The adaptive moment generation algorithm (ADAM) [1] has become a workhorse in machine learning. The majority of the many successful applications use batch processing, sometimes with a large complexity and cost. In such cases recursiveness over time can reduce the complexity to be linear in the amount of data. However, properties like convergence then needs to be analysed with averaging, see [2] and [3]. The paper therefore studies the asymptotic updating direction and convergence properties of a recursive variant of ADAM.
From a system identification point of view, the neural network, e.g. [4], provides a parametrization that complements classical nonlinear model structures like piecewise linear static models [5], block oriented models [6], [7], the NARMAX class of models [8], as well as general state space models [9], [10]. Some of the modern sequential Monte-Carlo (SMC) algorithms, like the bootstrap particle filter are also recursive [11]. The machine learning field has instead favoured general models like recurrent neural networks (RNNs) when applying so called supervised learning [4]. The advantage is generality, however the canonical model structures used in the system identification field minimize the set of parameters to avoid ambiguity and to maximize the accuracy, see [12]. Performance improvements can therefore be expected when structure is embedded into RNN models.
Convergence analysis of recursive identification algorithms was pioneered in [2], [3] and [13]. These publications state how global stability of an averaged ordinary differential equation (ODE) associated with the algorithm is related to global convergence of the algorithm. The asymptotic paths of the recursive algorithm are also proved to converge to the solutions of the associated ODE, which enables the study of the average updating direction of ADAM performed in the paper. Recently, related results have been used to prove convergence of ADAM to a minimizer of the criterion function, see e.g. [14], [15], [16]. No study focused on the average updating direction seems to have appeared.
+===+
§ What to work on
**1.** Please take the part of the ADAM passage that opens with "The adaptive moment" and closes with "variant of ADAM.", and write it out again with "batch processing" swapped for "offline processing".
**2.** Write the next part of the ADAM passage, picking up after its final sentence.
The data comes from a separate source.

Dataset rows
+===+
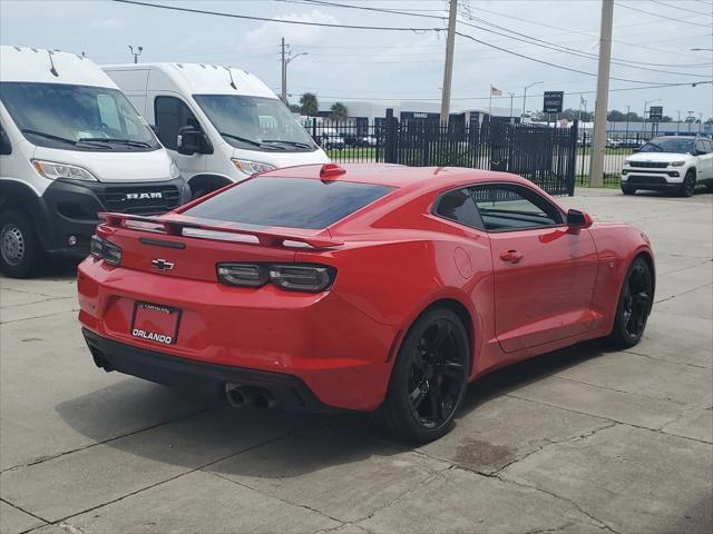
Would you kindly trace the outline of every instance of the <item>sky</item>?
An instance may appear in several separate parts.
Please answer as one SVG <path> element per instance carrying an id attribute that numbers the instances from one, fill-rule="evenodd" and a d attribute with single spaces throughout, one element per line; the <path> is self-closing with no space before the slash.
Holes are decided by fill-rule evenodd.
<path id="1" fill-rule="evenodd" d="M 284 37 L 293 55 L 306 52 L 289 66 L 292 102 L 307 91 L 348 107 L 359 100 L 440 101 L 446 55 L 446 32 L 440 29 L 447 27 L 447 0 L 144 1 L 267 19 L 409 30 L 285 24 L 110 0 L 0 0 L 0 42 L 84 51 L 99 65 L 130 62 L 129 44 L 141 46 L 139 61 L 229 65 L 255 73 L 279 92 Z M 587 73 L 597 71 L 600 1 L 458 0 L 458 31 L 481 42 L 456 38 L 452 110 L 487 109 L 490 86 L 504 93 L 494 106 L 509 107 L 512 92 L 515 109 L 521 110 L 524 87 L 538 81 L 543 83 L 528 90 L 527 110 L 541 108 L 545 90 L 565 91 L 566 108 L 579 108 L 582 99 L 589 110 L 594 108 L 596 76 Z M 612 65 L 611 76 L 619 80 L 611 81 L 608 108 L 625 111 L 629 106 L 642 115 L 646 101 L 655 101 L 649 106 L 663 106 L 664 115 L 674 119 L 678 112 L 682 118 L 713 117 L 713 83 L 691 86 L 713 80 L 712 49 L 713 0 L 617 0 L 612 48 L 617 63 Z M 649 87 L 666 83 L 686 85 Z"/>

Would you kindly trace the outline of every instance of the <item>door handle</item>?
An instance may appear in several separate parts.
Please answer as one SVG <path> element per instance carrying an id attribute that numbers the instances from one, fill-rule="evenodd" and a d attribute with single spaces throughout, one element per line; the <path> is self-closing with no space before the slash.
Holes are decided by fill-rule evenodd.
<path id="1" fill-rule="evenodd" d="M 510 264 L 517 264 L 520 259 L 522 259 L 522 255 L 517 250 L 508 250 L 507 253 L 502 253 L 500 255 L 500 259 Z"/>

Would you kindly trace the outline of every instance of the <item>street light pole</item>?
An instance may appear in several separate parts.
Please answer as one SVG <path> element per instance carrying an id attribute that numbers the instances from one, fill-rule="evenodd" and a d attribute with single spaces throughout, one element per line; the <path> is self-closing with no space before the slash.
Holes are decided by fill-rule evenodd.
<path id="1" fill-rule="evenodd" d="M 606 110 L 609 96 L 609 67 L 612 63 L 612 22 L 614 0 L 602 0 L 599 28 L 599 65 L 597 69 L 597 102 L 594 108 L 594 142 L 589 156 L 589 186 L 604 185 L 604 152 L 606 151 Z"/>
<path id="2" fill-rule="evenodd" d="M 534 81 L 533 83 L 530 83 L 529 86 L 525 86 L 525 88 L 522 89 L 522 116 L 521 118 L 525 118 L 525 107 L 527 106 L 527 90 L 533 87 L 536 86 L 538 83 L 544 83 L 544 81 Z M 512 113 L 510 113 L 512 115 Z"/>
<path id="3" fill-rule="evenodd" d="M 450 86 L 453 78 L 453 49 L 456 47 L 456 16 L 458 0 L 450 0 L 448 37 L 446 38 L 446 66 L 443 68 L 443 92 L 441 93 L 441 126 L 448 126 L 450 115 Z"/>
<path id="4" fill-rule="evenodd" d="M 144 47 L 138 47 L 136 49 L 136 52 L 134 51 L 134 47 L 129 44 L 129 50 L 131 51 L 131 55 L 134 56 L 134 62 L 138 63 L 138 57 L 141 55 L 141 52 L 144 51 Z"/>
<path id="5" fill-rule="evenodd" d="M 292 56 L 292 52 L 290 51 L 290 44 L 285 44 L 285 38 L 282 38 L 282 43 L 281 43 L 281 56 L 282 56 L 282 95 L 280 96 L 280 98 L 282 99 L 282 101 L 285 103 L 285 106 L 287 105 L 287 66 L 294 61 L 295 59 L 297 59 L 300 56 L 306 56 L 307 52 L 300 52 L 295 56 Z"/>

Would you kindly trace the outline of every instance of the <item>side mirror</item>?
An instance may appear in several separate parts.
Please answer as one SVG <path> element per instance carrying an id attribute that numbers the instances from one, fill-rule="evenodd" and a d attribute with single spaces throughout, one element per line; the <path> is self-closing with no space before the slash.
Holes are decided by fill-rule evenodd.
<path id="1" fill-rule="evenodd" d="M 12 154 L 12 145 L 10 145 L 10 138 L 2 128 L 0 128 L 0 154 L 3 156 Z"/>
<path id="2" fill-rule="evenodd" d="M 570 209 L 567 211 L 567 227 L 573 230 L 589 228 L 592 226 L 592 217 L 586 211 Z"/>
<path id="3" fill-rule="evenodd" d="M 203 132 L 193 126 L 182 126 L 178 128 L 176 138 L 176 150 L 184 156 L 193 156 L 201 151 Z"/>

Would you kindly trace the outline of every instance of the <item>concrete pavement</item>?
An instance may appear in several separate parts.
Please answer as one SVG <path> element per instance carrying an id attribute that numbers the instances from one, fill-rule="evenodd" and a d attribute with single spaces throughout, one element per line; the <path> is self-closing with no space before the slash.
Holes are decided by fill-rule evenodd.
<path id="1" fill-rule="evenodd" d="M 236 412 L 106 374 L 70 267 L 0 278 L 0 531 L 710 533 L 713 195 L 564 201 L 651 237 L 643 342 L 489 375 L 413 449 L 364 415 Z"/>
+===+
§ Answers given
**1.**
The adaptive moment generation algorithm (ADAM) [1] has become a workhorse in machine learning. The majority of the many successful applications use offline processing, sometimes with a large complexity and cost. In such cases recursiveness over time can reduce the complexity to be linear in the amount of data. However, properties like convergence then needs to be analysed with averaging, see [2] and [3]. The paper therefore studies the asymptotic updating direction and convergence properties of a recursive variant of ADAM.

**2.**
The paper suggests a dynamic model that combines a discrete delay line chain and a static nonlinear function. When this nonlinear function equals a neural network, the result is an RNN with embedded structure which is believed to be a novel first contribution. The second contribution assumes a typical hyper-parameter setting of ADAM and then proves that the asymptotic average updating direction coincides with that of a diagonally power normalized stochastic gradient algorithm. Thirdly, with the internal filtering turned off, the asymptotic average updating direction is proved to correspond to that of a sign-sign stochastic gradient algorithm. The fourth contribution proceeds to prove that the algorithm converges globally to an invariant set, with a subset of parameters that give a correct input-output description of the system. The final Monte-Carlo simulation study verifies the theoretical results, and indicates correctness of the RNN.
The paper is organized as follows. Section II presents the structured RNN and the recursive version of ADAM. The convergence analysis appears in Sections III and IV. Experiments and conclusions follow in Sections V and VI.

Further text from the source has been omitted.